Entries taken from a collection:
%%

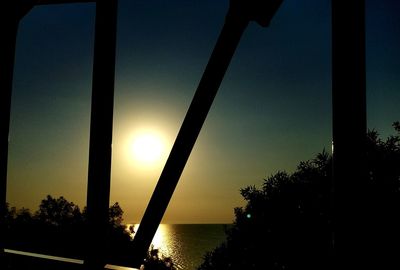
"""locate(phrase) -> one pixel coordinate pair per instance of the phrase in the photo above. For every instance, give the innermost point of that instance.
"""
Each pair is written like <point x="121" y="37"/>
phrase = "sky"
<point x="272" y="111"/>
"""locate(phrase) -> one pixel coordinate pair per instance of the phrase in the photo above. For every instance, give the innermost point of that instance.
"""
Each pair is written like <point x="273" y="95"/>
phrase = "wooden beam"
<point x="101" y="126"/>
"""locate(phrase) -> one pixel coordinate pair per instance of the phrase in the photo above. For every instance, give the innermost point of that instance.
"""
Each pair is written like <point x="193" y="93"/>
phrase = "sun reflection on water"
<point x="161" y="240"/>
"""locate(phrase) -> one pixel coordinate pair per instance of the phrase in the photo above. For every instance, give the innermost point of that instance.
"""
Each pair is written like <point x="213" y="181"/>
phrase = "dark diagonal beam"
<point x="237" y="19"/>
<point x="101" y="124"/>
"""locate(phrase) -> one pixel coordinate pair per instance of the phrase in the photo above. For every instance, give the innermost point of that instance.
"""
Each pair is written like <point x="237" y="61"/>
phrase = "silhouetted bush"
<point x="287" y="223"/>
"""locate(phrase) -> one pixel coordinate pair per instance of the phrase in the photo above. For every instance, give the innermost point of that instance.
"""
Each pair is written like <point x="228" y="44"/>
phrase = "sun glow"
<point x="147" y="148"/>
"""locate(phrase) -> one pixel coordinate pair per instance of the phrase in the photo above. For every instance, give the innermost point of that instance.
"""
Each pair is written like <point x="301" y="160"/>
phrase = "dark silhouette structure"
<point x="239" y="15"/>
<point x="349" y="134"/>
<point x="349" y="118"/>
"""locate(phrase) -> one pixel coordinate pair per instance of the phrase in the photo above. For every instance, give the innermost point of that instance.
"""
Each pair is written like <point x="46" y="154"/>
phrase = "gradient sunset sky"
<point x="273" y="108"/>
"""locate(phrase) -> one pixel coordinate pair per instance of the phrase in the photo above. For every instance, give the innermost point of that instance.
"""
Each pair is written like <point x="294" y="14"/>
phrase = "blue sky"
<point x="272" y="111"/>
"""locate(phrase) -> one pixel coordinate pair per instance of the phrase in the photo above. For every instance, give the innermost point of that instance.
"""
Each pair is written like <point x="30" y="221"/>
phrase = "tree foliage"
<point x="287" y="223"/>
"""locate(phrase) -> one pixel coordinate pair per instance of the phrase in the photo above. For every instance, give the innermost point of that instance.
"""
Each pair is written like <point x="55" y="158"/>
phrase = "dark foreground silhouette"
<point x="287" y="223"/>
<point x="59" y="228"/>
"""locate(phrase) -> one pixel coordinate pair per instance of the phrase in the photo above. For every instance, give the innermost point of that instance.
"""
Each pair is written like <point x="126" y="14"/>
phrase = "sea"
<point x="187" y="244"/>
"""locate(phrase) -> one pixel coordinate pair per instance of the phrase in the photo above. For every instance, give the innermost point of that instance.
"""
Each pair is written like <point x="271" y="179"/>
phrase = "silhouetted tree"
<point x="58" y="211"/>
<point x="286" y="224"/>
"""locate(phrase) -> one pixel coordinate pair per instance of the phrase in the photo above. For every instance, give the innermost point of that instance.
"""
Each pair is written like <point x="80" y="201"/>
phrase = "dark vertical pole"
<point x="349" y="133"/>
<point x="8" y="29"/>
<point x="101" y="124"/>
<point x="195" y="117"/>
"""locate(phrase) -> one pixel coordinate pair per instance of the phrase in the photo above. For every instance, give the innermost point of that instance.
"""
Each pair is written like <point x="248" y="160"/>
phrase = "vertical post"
<point x="101" y="124"/>
<point x="8" y="28"/>
<point x="349" y="133"/>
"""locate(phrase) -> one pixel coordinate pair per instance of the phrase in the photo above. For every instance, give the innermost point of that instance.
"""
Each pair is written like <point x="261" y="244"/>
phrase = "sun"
<point x="147" y="148"/>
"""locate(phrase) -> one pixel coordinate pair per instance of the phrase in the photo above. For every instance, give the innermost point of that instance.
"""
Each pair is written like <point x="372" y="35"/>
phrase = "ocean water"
<point x="186" y="244"/>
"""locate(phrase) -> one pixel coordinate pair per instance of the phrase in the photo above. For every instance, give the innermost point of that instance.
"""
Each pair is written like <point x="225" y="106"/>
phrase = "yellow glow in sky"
<point x="146" y="149"/>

%%

YOUR ASSIGNMENT: Return the entries exactly as given. Do not include pictures.

RESULT:
"""locate(phrase) -> one pixel coordinate pair per instance of the phrase in the photo above. For every instance, give the innermost point of that instance.
"""
Each pair is written like <point x="121" y="37"/>
phrase = "sky"
<point x="272" y="111"/>
"""locate(phrase) -> one pixel coordinate pair per instance of the phrase in the photo above. For every instance, give the innermost point of that instance.
"""
Each pair is written like <point x="273" y="95"/>
phrase = "wooden beam"
<point x="101" y="126"/>
"""locate(phrase) -> one pixel coordinate pair per instance of the phrase in the photo above. For every instance, give the innermost point of that instance.
"""
Each pair is written like <point x="193" y="93"/>
phrase = "sun reflection on water"
<point x="161" y="240"/>
"""locate(phrase) -> one pixel coordinate pair per instance of the phrase in the photo above. For every instance, give the innermost point of that instance.
"""
Each pair is written like <point x="213" y="181"/>
phrase = "dark diagonal beam"
<point x="237" y="19"/>
<point x="101" y="124"/>
"""locate(phrase) -> one pixel coordinate pair per instance of the phrase in the photo above. For every instance, give the innermost point of that instance.
"""
Each pair is written like <point x="237" y="61"/>
phrase = "silhouetted bush"
<point x="287" y="223"/>
"""locate(phrase) -> one pixel coordinate pair per instance of the phrase in the photo above. For every instance, give the innermost point of that instance.
"""
Each pair is written like <point x="228" y="44"/>
phrase = "sun glow"
<point x="147" y="148"/>
"""locate(phrase) -> one pixel coordinate pair per instance of the phrase in the photo above. For every instance, give the innermost point of that instance.
"""
Each pair is written like <point x="301" y="160"/>
phrase = "dark silhouette structure"
<point x="239" y="15"/>
<point x="349" y="134"/>
<point x="349" y="118"/>
"""locate(phrase) -> one pixel coordinate pair per instance of the phrase in the photo above. For every instance, give the innermost point of that instance.
"""
Each pair is written like <point x="46" y="154"/>
phrase = "gradient sunset sky"
<point x="273" y="108"/>
"""locate(phrase) -> one pixel coordinate pair per instance of the phrase in the photo above. For every instance, give the innermost point of that instance.
"""
Each pair is written like <point x="294" y="14"/>
phrase = "blue sky"
<point x="272" y="111"/>
"""locate(phrase) -> one pixel coordinate pair per instance of the phrase in the photo above. For every instance, give the innermost point of that instance.
"""
Each pair is written like <point x="30" y="221"/>
phrase = "tree foliage"
<point x="287" y="223"/>
"""locate(phrase) -> one pixel coordinate pair per instance of the phrase in the photo above. For every instance, give the innermost point of that instance.
"""
Each pair is written like <point x="55" y="158"/>
phrase = "dark foreground silhouette"
<point x="287" y="223"/>
<point x="59" y="228"/>
"""locate(phrase) -> one pixel coordinate pair per instance of the phrase in the photo above. For every instance, give the innermost point of that instance.
"""
Each pair is written like <point x="126" y="14"/>
phrase = "sea"
<point x="187" y="244"/>
"""locate(phrase) -> one pixel coordinate pair per instance of the phrase in the photo above. For every instance, give the innermost point of that instance.
"""
Each pair is written like <point x="271" y="179"/>
phrase = "silhouetted tree"
<point x="58" y="211"/>
<point x="286" y="224"/>
"""locate(phrase) -> one pixel coordinate pair per instance of the phrase in the photo above. For every instance, give the innermost point of that instance.
"""
Each pair is written like <point x="80" y="201"/>
phrase = "dark vertical pole"
<point x="349" y="133"/>
<point x="8" y="29"/>
<point x="101" y="124"/>
<point x="195" y="117"/>
"""locate(phrase) -> one pixel coordinate pair per instance of the phrase in the photo above. For every instance, give the innermost point of that instance.
"""
Each pair is written like <point x="248" y="160"/>
phrase = "vertical post"
<point x="101" y="124"/>
<point x="8" y="28"/>
<point x="349" y="133"/>
"""locate(phrase) -> one pixel coordinate pair per instance of the phrase in the photo above. For every instance, give the innermost point of that instance.
"""
Each pair is written like <point x="261" y="244"/>
phrase = "sun"
<point x="147" y="148"/>
"""locate(phrase) -> one pixel coordinate pair per instance of the phrase in the photo above. For every instance, give the innermost point of that instance.
"""
Each pair is written like <point x="372" y="35"/>
phrase = "ocean water"
<point x="186" y="244"/>
"""locate(phrase) -> one pixel coordinate pair per instance of the phrase in the photo above. For every instance, give the innermost point of that instance.
"""
Each pair is written like <point x="225" y="106"/>
phrase = "yellow glow in sky"
<point x="146" y="149"/>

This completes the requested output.